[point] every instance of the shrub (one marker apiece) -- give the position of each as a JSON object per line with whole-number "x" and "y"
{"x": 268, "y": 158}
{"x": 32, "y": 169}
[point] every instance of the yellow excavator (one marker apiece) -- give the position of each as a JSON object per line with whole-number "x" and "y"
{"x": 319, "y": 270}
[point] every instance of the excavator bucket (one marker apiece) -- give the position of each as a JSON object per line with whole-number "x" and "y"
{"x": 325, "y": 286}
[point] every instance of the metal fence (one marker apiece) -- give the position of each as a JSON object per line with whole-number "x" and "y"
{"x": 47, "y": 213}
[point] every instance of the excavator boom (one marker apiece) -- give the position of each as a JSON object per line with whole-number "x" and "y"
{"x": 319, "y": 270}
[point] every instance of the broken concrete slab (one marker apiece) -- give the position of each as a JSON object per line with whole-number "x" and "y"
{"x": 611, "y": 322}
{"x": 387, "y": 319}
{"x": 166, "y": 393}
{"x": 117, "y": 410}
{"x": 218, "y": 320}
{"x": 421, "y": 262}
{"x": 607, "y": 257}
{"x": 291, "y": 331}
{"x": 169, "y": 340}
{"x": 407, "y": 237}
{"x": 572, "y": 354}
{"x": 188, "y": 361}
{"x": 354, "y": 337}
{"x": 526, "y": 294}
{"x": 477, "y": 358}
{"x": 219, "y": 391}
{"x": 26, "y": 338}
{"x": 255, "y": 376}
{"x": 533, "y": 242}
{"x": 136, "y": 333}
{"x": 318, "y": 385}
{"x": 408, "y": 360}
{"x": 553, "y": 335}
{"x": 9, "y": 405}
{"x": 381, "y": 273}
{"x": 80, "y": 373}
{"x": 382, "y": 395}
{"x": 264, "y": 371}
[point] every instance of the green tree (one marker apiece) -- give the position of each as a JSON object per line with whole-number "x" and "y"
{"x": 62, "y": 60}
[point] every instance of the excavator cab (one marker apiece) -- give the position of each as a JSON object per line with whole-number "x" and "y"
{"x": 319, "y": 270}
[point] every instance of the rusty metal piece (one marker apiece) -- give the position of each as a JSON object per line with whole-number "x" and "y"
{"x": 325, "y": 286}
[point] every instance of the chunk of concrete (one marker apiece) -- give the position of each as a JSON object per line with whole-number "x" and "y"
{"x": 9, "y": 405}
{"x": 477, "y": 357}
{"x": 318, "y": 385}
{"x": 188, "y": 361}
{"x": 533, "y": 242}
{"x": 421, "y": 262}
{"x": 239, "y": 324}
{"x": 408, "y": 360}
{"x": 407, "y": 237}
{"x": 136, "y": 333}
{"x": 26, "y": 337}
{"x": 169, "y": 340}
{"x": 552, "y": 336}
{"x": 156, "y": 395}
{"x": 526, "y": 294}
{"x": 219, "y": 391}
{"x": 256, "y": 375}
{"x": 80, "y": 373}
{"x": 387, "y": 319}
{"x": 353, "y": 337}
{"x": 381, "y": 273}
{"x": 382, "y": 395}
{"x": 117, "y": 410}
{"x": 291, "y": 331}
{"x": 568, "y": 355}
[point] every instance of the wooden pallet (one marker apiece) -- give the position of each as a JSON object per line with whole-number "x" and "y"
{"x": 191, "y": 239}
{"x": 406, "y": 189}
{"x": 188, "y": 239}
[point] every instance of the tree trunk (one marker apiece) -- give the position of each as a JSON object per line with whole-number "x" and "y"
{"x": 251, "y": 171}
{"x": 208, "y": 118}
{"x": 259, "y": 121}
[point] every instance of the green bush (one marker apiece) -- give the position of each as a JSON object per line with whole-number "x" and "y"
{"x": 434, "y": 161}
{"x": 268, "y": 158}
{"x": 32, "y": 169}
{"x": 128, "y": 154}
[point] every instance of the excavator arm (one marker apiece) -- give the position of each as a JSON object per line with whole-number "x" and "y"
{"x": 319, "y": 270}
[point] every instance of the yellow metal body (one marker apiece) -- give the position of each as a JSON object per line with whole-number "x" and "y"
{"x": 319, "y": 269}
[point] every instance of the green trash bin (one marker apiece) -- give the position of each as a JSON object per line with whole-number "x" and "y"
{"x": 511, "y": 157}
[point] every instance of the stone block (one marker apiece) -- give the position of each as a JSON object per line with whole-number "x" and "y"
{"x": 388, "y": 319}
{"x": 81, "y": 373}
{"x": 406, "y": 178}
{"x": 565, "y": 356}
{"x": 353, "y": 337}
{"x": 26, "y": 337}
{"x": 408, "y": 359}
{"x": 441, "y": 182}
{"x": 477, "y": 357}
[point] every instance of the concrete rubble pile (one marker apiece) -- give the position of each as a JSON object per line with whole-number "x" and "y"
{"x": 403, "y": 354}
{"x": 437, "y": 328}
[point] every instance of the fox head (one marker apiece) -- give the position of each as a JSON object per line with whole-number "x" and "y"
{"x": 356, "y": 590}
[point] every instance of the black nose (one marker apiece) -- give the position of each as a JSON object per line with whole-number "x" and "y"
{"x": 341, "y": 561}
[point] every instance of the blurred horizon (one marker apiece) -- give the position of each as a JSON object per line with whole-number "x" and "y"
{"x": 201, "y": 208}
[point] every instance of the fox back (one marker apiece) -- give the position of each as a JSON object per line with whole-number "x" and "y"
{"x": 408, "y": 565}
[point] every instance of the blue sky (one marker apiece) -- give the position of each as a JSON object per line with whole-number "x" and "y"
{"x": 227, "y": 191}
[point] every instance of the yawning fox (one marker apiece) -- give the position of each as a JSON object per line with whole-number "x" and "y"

##########

GOAL
Write out the entire listing above again, line for line, with no changes.

RESPONSE FOR THIS EXERCISE
[point] every instance of the shrub (one marker apiece) -- give the position of each as a JSON object per line with whole-number "x" and "y"
{"x": 268, "y": 158}
{"x": 32, "y": 169}
[point] every instance of the yellow excavator (one marker apiece) -- give the position of each as a JSON object per line with whole-number "x" and "y"
{"x": 319, "y": 270}
[point] every instance of the excavator bucket (one marker apiece) -- give the position of each as a JSON object per line with whole-number "x" and "y"
{"x": 325, "y": 286}
[point] every instance of the metal fence (one marker apiece) -- give the position of each as a JSON object per line with whole-number "x" and "y"
{"x": 47, "y": 213}
[point] every instance of the excavator boom (one marker apiece) -- give the position of each as a JSON object per line with whole-number "x" and "y"
{"x": 319, "y": 270}
[point] every instance of the broken concrete slab (one marker apiece) -- give the position of each as a JSON object per line with whole-number "x" and "y"
{"x": 611, "y": 322}
{"x": 387, "y": 319}
{"x": 166, "y": 393}
{"x": 117, "y": 410}
{"x": 218, "y": 320}
{"x": 421, "y": 262}
{"x": 607, "y": 257}
{"x": 291, "y": 331}
{"x": 169, "y": 340}
{"x": 407, "y": 237}
{"x": 572, "y": 354}
{"x": 188, "y": 361}
{"x": 354, "y": 337}
{"x": 526, "y": 294}
{"x": 477, "y": 358}
{"x": 219, "y": 391}
{"x": 26, "y": 338}
{"x": 255, "y": 376}
{"x": 533, "y": 242}
{"x": 136, "y": 333}
{"x": 318, "y": 385}
{"x": 408, "y": 360}
{"x": 553, "y": 335}
{"x": 9, "y": 405}
{"x": 381, "y": 273}
{"x": 80, "y": 373}
{"x": 382, "y": 395}
{"x": 264, "y": 371}
[point] every instance of the green tree (one marker apiece) -- give the position of each as a JSON object per line with whole-number "x" and "y"
{"x": 62, "y": 60}
[point] every instance of the excavator cab (one marker apiece) -- give the position of each as a JSON object per line with whole-number "x" and "y"
{"x": 319, "y": 270}
[point] every instance of the rusty metal piece (one marker apiece) -- give the position of each as a JSON object per line with whole-number "x" and "y"
{"x": 325, "y": 286}
[point] every instance of the chunk of concrete (one marker apiece) -- give the position of each as a JSON object per line with whole-number "x" and "y"
{"x": 9, "y": 405}
{"x": 477, "y": 357}
{"x": 318, "y": 385}
{"x": 188, "y": 361}
{"x": 533, "y": 242}
{"x": 421, "y": 262}
{"x": 239, "y": 324}
{"x": 408, "y": 360}
{"x": 407, "y": 237}
{"x": 136, "y": 333}
{"x": 26, "y": 337}
{"x": 169, "y": 340}
{"x": 552, "y": 336}
{"x": 156, "y": 395}
{"x": 526, "y": 294}
{"x": 219, "y": 391}
{"x": 256, "y": 375}
{"x": 80, "y": 373}
{"x": 387, "y": 319}
{"x": 353, "y": 337}
{"x": 381, "y": 273}
{"x": 382, "y": 395}
{"x": 117, "y": 410}
{"x": 291, "y": 331}
{"x": 568, "y": 355}
[point] every instance of the wooden pallet (one marker apiece) -- give the position of each as a JSON object per line with whole-number "x" and "y"
{"x": 191, "y": 239}
{"x": 406, "y": 189}
{"x": 188, "y": 239}
[point] every instance of the tree trunk (one marker apiece) -- give the position of each as a JSON object per line with whole-number "x" and "y"
{"x": 251, "y": 171}
{"x": 208, "y": 118}
{"x": 259, "y": 121}
[point] every instance of the green bush (one marker apiece) -- give the position of each as a JSON object per line with whole-number "x" and "y"
{"x": 434, "y": 161}
{"x": 268, "y": 158}
{"x": 32, "y": 169}
{"x": 128, "y": 154}
[point] every instance of the excavator arm (one marker apiece) -- give the position of each as a JSON object per line with whole-number "x" and "y"
{"x": 319, "y": 270}
[point] every instance of the yellow metal body (one marker apiece) -- give the position of each as a JSON object per line with whole-number "x" and "y"
{"x": 319, "y": 269}
[point] every instance of the green trash bin (one marker apiece) -- give the position of each as a JSON object per line with whole-number "x" and "y"
{"x": 511, "y": 157}
[point] every instance of the stone block (one marker apiece) -- give the position of each as a JSON object per line with whole-number "x" and "y"
{"x": 388, "y": 319}
{"x": 81, "y": 373}
{"x": 406, "y": 178}
{"x": 565, "y": 356}
{"x": 353, "y": 337}
{"x": 26, "y": 337}
{"x": 408, "y": 359}
{"x": 441, "y": 182}
{"x": 477, "y": 357}
[point] every instance of the concrete rubble pile (one marker apiece) -- give the position of each as a JSON object per line with whole-number "x" and "y"
{"x": 403, "y": 354}
{"x": 437, "y": 328}
[point] every instance of the fox head (one marker apiece) -- give the position of each as a JSON object per line with whole-number "x" and "y"
{"x": 356, "y": 590}
[point] every instance of the black nose (one marker apiece) -- give the position of each as a JSON object per line with whole-number "x" and "y"
{"x": 341, "y": 561}
[point] every instance of the blurred horizon (one marker apiece) -- give the position of each as a JSON object per line with whole-number "x" and "y"
{"x": 201, "y": 208}
[point] every instance of the fox back (one marker apiece) -- give the position of each as a JSON object per line with whole-number "x" and "y"
{"x": 408, "y": 565}
[point] every instance of the blue sky (one marker apiece) -- give the position of each as a JSON object per line with whole-number "x" and "y"
{"x": 227, "y": 191}
[point] every instance of the yawning fox (one marker apiece) -- give the position of each as a JSON object per line with whole-number "x" and "y"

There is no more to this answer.